[Data records Boundary: Start]

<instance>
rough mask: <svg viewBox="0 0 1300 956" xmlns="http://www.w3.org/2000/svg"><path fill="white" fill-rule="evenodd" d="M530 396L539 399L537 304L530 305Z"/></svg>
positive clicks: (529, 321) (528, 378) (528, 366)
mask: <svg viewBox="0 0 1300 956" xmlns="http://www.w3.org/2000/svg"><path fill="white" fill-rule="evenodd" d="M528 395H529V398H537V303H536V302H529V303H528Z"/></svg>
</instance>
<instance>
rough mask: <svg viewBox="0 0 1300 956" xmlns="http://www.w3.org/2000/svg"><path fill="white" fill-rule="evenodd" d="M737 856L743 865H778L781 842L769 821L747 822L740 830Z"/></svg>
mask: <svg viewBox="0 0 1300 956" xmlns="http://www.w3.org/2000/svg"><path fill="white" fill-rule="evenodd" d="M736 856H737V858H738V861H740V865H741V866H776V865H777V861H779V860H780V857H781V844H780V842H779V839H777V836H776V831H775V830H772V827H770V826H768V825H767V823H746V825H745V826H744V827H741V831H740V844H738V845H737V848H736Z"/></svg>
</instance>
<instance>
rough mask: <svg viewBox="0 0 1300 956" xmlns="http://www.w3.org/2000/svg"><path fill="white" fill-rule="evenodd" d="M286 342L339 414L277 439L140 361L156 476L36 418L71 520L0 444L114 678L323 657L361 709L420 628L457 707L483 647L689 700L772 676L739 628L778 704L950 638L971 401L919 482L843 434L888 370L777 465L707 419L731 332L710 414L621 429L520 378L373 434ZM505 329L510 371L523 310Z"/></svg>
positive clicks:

[Data records Boundary: End]

* _Task prompt_
Across the whole listing, every line must be copied exactly.

* _Written reply_
<instance>
rough mask: <svg viewBox="0 0 1300 956" xmlns="http://www.w3.org/2000/svg"><path fill="white" fill-rule="evenodd" d="M530 396L539 399L537 304L530 305Z"/></svg>
positive clicks: (529, 321) (528, 378) (528, 366)
mask: <svg viewBox="0 0 1300 956" xmlns="http://www.w3.org/2000/svg"><path fill="white" fill-rule="evenodd" d="M528 395H529V398H537V303H536V302H529V303H528Z"/></svg>
</instance>
<instance>
rough mask: <svg viewBox="0 0 1300 956" xmlns="http://www.w3.org/2000/svg"><path fill="white" fill-rule="evenodd" d="M737 856L743 865H778L781 842L769 821L747 822L740 830Z"/></svg>
mask: <svg viewBox="0 0 1300 956" xmlns="http://www.w3.org/2000/svg"><path fill="white" fill-rule="evenodd" d="M736 856H737V858H738V861H740V865H741V866H776V865H777V861H779V860H780V857H781V844H780V842H779V839H777V836H776V831H775V830H772V827H770V826H768V825H767V823H746V825H745V826H744V827H741V831H740V844H738V845H737V848H736Z"/></svg>
</instance>
<instance>
rough mask: <svg viewBox="0 0 1300 956" xmlns="http://www.w3.org/2000/svg"><path fill="white" fill-rule="evenodd" d="M286 342L339 414L277 439L140 361L156 476L36 418L71 520L0 444L114 678L323 657L361 709L420 628L457 707L483 647L689 700L772 676L739 628L778 704L950 638L971 401L919 482L843 434L888 370L777 465L707 419L731 332L710 414L621 429L520 378L373 434ZM505 329L510 371L523 310Z"/></svg>
positive clicks:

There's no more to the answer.